◆ Recorded data ◆
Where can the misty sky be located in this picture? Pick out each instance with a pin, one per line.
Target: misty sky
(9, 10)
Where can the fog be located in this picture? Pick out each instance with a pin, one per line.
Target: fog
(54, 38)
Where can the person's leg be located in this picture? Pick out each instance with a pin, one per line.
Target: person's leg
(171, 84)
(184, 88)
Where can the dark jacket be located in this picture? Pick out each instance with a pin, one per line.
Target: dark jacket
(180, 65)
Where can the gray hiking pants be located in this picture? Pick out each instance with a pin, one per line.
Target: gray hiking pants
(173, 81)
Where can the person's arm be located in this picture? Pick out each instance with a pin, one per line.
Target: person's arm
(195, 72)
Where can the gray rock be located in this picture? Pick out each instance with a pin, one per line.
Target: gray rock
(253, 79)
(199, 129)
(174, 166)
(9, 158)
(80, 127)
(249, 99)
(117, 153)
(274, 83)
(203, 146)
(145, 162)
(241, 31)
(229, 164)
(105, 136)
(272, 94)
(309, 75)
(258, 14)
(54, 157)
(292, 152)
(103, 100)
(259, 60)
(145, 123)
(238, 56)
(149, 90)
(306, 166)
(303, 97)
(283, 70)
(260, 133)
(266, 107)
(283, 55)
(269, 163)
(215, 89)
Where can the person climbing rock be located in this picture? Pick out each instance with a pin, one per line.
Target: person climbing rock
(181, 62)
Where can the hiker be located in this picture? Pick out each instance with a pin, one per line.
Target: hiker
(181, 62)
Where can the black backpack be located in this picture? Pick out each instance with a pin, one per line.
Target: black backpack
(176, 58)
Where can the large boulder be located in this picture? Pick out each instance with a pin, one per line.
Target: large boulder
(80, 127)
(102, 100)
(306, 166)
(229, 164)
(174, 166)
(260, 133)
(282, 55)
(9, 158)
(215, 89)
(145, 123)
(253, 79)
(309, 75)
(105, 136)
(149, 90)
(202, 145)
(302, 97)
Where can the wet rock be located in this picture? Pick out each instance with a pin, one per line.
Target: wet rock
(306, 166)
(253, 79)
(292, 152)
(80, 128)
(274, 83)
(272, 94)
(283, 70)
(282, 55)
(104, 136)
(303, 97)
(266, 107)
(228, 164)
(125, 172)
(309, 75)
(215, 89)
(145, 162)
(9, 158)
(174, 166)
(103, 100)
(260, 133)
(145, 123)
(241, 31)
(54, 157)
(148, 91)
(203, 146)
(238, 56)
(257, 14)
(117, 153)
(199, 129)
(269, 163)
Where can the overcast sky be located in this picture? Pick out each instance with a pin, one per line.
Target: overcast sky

◆ Short exercise ◆
Repeat, without changes, every line from the one that contains "Where can the wet" through the final line of the data.

◆ Response to the task ◆
Where can the wet rock be located in this picture? Pick out each instance with a pin, one per line.
Target: wet rock
(306, 166)
(253, 79)
(292, 152)
(80, 128)
(274, 83)
(272, 94)
(283, 70)
(282, 55)
(104, 136)
(303, 97)
(266, 107)
(228, 164)
(125, 172)
(309, 75)
(215, 89)
(145, 162)
(9, 158)
(174, 166)
(103, 100)
(260, 133)
(145, 123)
(241, 31)
(54, 157)
(148, 91)
(203, 146)
(238, 56)
(257, 14)
(117, 153)
(199, 129)
(269, 163)
Where can the overcast sky be located in this picture? Pick out each instance with a pin, one per line.
Target: overcast sky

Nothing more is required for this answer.